### Document excerpt
===

Several years of research correlates weight gain with artificial light exposure, which is defined as any light that isn’t from the sun, including overhead lighting, computer screens, and streetlights. A 2013 article in the Federation of American Societies for Experimental Biology journal found that mice fed a low-fat diet but exposed to artificial light for prolonged periods of time actually gained more weight than mice fed a diet high in fat.

Why Would Light Make Us Fat?

Kooijman’s team wanted to know more about what exactly caused the correlation, so they looked at the exact mechanism behind that weight gain — specifically a type of fat known as brown adipose tissue (BAT). This tissue plays a central role in energy expenditure by changing energy from food into heat. In short, it burns calories.
Researchers exposed mice to artificial light for 12, 16, or 24 hours per day for five weeks. Mice exposed to artificial light for 24 hours, compared with 12 hours, had significantly higher fat composition despite consuming the same diet.
Further investigation revealed that BAT activity was decreased by light exposure. As mice were exposed to longer periods of light, conversion of fatty acids and glucose into heat was reduced. The longer the light shined, the fewer calories the mice burned.
In a culture where sunny days evoke swimsuits and beach bodies, it’s hard to understand why light exposure would lend itself to the deposition of fat. But the body’s circadian rhythms are uniquely attuned to variations in light and dark. Disruption of these basic physiological processes can have significant metabolic repercussions.
Researchers think that exposure to artificial light is actually tricking an evolutionary adaptation that encouraged our ancestors to store fat in the summer months to prepare for the colder, darker winter months.
“The so-called ‘day length’ prepares the body for cold adaptation due to seasonal variation,” said Rensen.
Shortened days, he explains, usually increase BAT activation to create heat in the body to prepare for cold, whereas longer days don’t require the creation of heat — so the body stores the excess energy, or fat, until it is needed.
“Lowering BAT activity in warm seasons may indeed result in beneficial storage of fat,” Rensen said.

===

### Data section
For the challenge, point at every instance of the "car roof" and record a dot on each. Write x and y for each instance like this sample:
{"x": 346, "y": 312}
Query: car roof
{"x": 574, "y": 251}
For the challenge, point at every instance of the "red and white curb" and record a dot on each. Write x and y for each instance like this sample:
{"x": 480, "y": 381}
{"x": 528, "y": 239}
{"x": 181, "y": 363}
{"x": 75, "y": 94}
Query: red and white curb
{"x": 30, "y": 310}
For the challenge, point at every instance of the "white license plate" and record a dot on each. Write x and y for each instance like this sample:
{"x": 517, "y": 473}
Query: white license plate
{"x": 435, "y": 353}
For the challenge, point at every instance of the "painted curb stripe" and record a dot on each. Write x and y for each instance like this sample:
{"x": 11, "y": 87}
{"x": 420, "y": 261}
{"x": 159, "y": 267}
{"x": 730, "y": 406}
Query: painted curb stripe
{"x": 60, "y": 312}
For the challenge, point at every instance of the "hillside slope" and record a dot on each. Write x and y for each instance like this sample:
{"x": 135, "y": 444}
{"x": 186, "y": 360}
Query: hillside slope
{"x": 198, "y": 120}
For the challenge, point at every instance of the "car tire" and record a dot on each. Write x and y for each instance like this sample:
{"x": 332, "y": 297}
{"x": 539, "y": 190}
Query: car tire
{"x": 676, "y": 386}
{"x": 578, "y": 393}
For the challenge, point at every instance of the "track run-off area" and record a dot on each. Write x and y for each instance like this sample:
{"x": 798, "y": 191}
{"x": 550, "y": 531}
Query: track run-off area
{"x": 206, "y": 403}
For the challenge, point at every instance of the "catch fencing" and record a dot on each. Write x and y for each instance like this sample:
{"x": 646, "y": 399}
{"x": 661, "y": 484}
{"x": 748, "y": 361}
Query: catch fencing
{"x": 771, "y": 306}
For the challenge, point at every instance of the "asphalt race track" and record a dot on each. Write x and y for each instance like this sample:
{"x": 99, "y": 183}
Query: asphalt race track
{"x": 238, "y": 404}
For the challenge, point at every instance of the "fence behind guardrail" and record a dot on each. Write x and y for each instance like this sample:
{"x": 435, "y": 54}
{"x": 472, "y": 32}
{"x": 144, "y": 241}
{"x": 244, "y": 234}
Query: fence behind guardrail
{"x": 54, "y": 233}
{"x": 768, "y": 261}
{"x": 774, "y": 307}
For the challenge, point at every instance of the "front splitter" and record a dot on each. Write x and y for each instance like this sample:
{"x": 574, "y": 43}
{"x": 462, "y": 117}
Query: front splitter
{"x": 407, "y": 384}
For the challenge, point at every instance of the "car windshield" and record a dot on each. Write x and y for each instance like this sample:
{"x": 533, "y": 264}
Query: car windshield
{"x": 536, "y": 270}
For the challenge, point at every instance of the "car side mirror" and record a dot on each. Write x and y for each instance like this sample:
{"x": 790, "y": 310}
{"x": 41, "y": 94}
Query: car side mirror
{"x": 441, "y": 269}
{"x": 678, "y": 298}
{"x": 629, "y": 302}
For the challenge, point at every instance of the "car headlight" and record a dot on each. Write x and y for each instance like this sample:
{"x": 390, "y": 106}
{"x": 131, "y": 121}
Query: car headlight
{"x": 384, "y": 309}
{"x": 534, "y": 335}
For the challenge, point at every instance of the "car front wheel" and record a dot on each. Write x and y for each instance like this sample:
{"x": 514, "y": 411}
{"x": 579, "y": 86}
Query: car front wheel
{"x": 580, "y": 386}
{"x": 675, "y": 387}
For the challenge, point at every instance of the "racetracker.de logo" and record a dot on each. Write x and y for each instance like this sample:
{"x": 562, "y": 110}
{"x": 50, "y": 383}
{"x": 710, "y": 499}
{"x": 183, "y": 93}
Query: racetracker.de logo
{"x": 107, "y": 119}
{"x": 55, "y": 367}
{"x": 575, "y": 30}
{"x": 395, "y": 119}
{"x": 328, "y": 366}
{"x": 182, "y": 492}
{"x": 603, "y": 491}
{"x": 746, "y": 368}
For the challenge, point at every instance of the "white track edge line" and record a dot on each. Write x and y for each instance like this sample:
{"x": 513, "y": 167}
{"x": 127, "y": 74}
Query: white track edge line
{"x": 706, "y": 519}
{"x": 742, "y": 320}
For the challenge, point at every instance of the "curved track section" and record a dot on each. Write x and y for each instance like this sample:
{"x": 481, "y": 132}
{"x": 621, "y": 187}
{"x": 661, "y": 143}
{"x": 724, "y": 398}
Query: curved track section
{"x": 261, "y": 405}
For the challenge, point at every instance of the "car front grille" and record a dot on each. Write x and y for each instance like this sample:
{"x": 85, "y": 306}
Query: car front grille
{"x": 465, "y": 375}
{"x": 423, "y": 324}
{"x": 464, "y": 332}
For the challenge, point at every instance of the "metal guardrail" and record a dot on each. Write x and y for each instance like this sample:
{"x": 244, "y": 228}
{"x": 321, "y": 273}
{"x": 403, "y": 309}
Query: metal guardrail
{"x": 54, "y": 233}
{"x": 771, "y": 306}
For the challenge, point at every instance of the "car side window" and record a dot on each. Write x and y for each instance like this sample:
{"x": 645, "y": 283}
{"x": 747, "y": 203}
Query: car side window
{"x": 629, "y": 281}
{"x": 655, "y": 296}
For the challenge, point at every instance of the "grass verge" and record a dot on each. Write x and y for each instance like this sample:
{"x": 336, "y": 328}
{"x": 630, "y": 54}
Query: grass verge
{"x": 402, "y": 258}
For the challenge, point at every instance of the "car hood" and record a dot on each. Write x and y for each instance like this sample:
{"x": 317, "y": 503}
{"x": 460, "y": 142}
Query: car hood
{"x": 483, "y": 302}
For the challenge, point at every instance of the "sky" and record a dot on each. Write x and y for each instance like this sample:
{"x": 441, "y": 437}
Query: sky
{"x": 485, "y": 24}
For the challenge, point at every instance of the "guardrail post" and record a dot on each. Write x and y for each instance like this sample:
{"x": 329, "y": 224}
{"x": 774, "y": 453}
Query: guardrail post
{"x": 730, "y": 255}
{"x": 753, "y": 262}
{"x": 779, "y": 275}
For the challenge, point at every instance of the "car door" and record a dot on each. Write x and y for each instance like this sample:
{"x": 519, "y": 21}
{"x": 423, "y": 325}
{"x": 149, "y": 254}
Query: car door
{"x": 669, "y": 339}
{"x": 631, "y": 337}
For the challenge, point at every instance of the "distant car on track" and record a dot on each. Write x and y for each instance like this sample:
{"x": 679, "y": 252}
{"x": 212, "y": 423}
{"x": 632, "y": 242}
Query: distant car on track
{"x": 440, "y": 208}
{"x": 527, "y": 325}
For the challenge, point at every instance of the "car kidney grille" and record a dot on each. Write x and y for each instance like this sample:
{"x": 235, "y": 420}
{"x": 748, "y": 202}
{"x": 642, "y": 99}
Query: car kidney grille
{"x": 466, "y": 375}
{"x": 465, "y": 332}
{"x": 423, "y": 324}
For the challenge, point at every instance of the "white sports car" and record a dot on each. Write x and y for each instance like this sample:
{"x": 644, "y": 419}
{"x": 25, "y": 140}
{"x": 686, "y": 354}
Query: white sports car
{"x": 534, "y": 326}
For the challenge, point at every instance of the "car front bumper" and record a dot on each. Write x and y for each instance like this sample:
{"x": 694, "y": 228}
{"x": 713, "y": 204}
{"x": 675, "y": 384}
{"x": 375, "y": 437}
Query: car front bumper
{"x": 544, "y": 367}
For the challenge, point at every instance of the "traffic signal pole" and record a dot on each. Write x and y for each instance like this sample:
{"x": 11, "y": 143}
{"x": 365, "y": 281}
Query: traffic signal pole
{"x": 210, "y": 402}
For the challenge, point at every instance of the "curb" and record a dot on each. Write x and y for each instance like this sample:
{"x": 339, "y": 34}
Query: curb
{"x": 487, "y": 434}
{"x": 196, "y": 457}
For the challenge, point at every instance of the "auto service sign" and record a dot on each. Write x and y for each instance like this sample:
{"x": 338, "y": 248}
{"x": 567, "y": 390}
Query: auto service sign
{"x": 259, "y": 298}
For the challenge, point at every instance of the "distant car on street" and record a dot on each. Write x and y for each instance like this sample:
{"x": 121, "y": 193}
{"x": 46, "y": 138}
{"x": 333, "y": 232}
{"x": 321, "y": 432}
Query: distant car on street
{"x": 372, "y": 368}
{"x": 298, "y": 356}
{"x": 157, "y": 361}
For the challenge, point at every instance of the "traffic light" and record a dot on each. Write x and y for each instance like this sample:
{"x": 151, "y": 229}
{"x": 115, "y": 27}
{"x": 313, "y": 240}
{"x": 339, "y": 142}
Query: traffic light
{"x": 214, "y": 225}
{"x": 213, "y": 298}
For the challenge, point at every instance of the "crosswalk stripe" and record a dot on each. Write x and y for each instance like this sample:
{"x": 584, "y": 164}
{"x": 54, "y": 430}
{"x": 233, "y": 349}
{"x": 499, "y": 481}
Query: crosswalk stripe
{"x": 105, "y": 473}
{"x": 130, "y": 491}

===

### Exercise instructions
A. Answer these questions using the passage on artificial light and weight gain, one answer per line:
(i) According to the 2013 article, which mice gained more weight?
(ii) For how many weeks did the researchers expose mice to artificial light?
(iii) According to Rensen, what effect do shortened days usually have on BAT activation?
B. Carry on the passage on artificial light and weight gain, starting after its final sentence.

### Outputs for the tasks
A.
(i) Mice fed a low-fat diet but exposed to artificial light for prolonged periods gained more weight than mice fed a high-fat diet.
(ii) Five weeks.
(iii) They usually increase BAT activation to create heat in the body as preparation for cold.

B.
But artificial light confuses the body. A night shift worker in a hospital, for example, might spend 12 hours under fluorescent lights and then several daylight hours running errands. If this happens multiple times a week, the body might adapt to the prolonged light exposure by reducing its normal fat-burning rate.

I Work Nights. Can I Get a Pill for That?

While research on artificial light exposure isn’t limited to mice, medications and therapies aimed at correcting faulty fat storage are still a long way off.
Rensen, Kooijman, and other researchers are looking at ways to increase BAT activity in mice and humans by developing drugs that act on the body’s “central biological clock,” an area of the brain known as the suprachiasmatic nuclei.
Until those magic pills allow us to travel across time zones jet-lag free or put in 24-hour workdays, the best advice science can offer is to try to sleep when it’s dark outside — or at least simulate darkness if you have a job that requires nighttime work.
“Restricting work and activities to daytime and sleeping in a dark bedroom may help prevent weight gain,” Rensen said.
For those who can’t limit their work to daylight hours and struggle with getting adequate sleep, a web search of “sleep hygiene” yields countless resources from sleep disorder centers across the United States.
UCLA’s Sleep Center has specific resources on sleep hygiene for shift workers. Sleep researchers have correlated poor sleep with increased risk of stroke, heart disease, and obesity.
One of the key recommendations of sleep experts? Limit artificial light exposure.